Copy out the book acknowledgments below word for word, from start to finish.

** EXTRACT TO READ follows **

Special thanks to my colleagues at Amazon who provided invaluable guidance and reviewed my approaches and architectures throughout this book. Their expertise in cloud computing, machine learning, and Kubernetes has been instrumental in refining my ideas and ensuring the accuracy and relevance of my content. The time they took from their busy schedules to offer insights, challenge my assumptions, and share real-world experiences has significantly enhanced the quality and practicality of this book. Their contributions have made this work not just mine, but a collaborative effort reflecting the collective knowledge of our Kubernetes and Machine Learning community.

I am indebted to my friends who served as my steadfast cheerleaders, offering constant encouragement and motivation throughout this journey. Their genuine interest in my progress, their willingness to listen to my ideas (even when they were highly technical), and words of encouragement during challenging times kept me going. They reminded me of the importance of my work when I was too close to see it, and celebrated my milestones, no matter how small. Their friendship and support have been a source of strength and inspiration throughout this process.

My gratitude extends to the vibrant open-source communities, particularly Ray, MLFlow, Spark, Kubeflow and others, whose innovations have inspired much of my work. The spirit of collaboration and knowledge-sharing in these communities has been a guiding light for me. I’ve built upon the foundations they have laid, and I hope this book contributes back to the collective knowledge pool.

I also acknowledge the authors whose books on related topics have influenced my perspective and approach. Their works have been my teachers, challenging me to think deeper and strive for clarity in my explanations. The insights I’ve gained from their writings have shaped my understanding of the field and influenced how I’ve chosen to present complex topics.

** End of EXTRACT TO READ **
** EXERCISE DATA follows **

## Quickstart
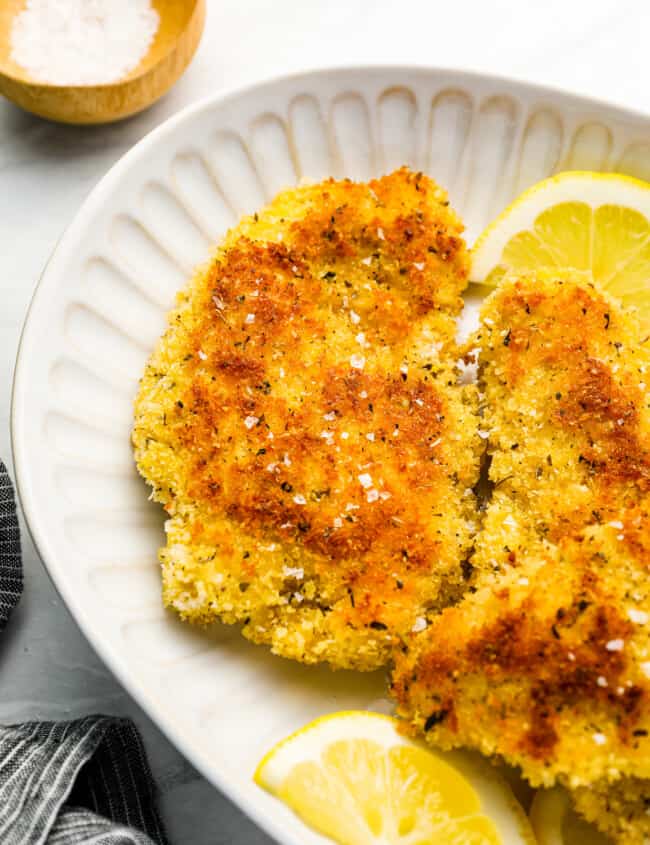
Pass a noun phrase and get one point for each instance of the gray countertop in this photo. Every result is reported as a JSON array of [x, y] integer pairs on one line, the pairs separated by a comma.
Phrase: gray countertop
[[47, 669]]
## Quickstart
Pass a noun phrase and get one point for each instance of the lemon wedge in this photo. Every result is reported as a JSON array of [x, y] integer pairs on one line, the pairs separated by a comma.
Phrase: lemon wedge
[[353, 777], [598, 223], [556, 823]]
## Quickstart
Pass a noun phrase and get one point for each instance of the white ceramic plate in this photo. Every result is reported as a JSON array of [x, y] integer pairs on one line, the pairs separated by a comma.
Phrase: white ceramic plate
[[101, 305]]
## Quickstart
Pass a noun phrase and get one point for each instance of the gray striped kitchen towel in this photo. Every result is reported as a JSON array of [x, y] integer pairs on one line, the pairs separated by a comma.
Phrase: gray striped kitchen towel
[[68, 783], [11, 570]]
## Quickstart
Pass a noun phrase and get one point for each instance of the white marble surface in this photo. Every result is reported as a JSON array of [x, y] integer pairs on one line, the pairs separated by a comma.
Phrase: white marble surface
[[594, 47]]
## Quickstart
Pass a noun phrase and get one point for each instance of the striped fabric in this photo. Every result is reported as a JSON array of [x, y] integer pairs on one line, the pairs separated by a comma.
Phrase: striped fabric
[[11, 570], [85, 782]]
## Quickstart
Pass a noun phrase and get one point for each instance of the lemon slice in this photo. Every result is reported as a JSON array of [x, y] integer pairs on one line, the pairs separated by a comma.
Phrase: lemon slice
[[595, 222], [556, 823], [354, 778]]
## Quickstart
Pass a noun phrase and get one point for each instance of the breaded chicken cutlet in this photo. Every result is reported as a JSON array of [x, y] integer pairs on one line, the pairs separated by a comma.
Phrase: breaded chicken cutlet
[[546, 662], [301, 423]]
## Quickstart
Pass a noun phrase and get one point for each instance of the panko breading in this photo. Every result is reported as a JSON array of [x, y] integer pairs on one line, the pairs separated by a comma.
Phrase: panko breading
[[546, 662], [301, 423]]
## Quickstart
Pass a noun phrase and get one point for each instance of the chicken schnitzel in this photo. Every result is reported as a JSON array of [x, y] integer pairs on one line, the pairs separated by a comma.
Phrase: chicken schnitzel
[[301, 423], [546, 661]]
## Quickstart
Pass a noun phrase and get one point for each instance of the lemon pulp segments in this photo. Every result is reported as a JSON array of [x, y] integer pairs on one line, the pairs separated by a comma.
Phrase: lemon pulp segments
[[362, 793], [608, 240]]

** End of EXERCISE DATA **

## [YOUR SOLUTION]
Special thanks to my colleagues at Amazon who provided invaluable guidance and reviewed my approaches and architectures throughout this book. Their expertise in cloud computing, machine learning, and Kubernetes has been instrumental in refining my ideas and ensuring the accuracy and relevance of my content. The time they took from their busy schedules to offer insights, challenge my assumptions, and share real-world experiences has significantly enhanced the quality and practicality of this book. Their contributions have made this work not just mine, but a collaborative effort reflecting the collective knowledge of our Kubernetes and Machine Learning community.

I am indebted to my friends who served as my steadfast cheerleaders, offering constant encouragement and motivation throughout this journey. Their genuine interest in my progress, their willingness to listen to my ideas (even when they were highly technical), and words of encouragement during challenging times kept me going. They reminded me of the importance of my work when I was too close to see it, and celebrated my milestones, no matter how small. Their friendship and support have been a source of strength and inspiration throughout this process.

My gratitude extends to the vibrant open-source communities, particularly Ray, MLFlow, Spark, Kubeflow and others, whose innovations have inspired much of my work. The spirit of collaboration and knowledge-sharing in these communities has been a guiding light for me. I’ve built upon the foundations they have laid, and I hope this book contributes back to the collective knowledge pool.

I also acknowledge the authors whose books on related topics have influenced my perspective and approach. Their works have been my teachers, challenging me to think deeper and strive for clarity in my explanations. The insights I’ve gained from their writings have shaped my understanding of the field and influenced how I’ve chosen to present complex topics.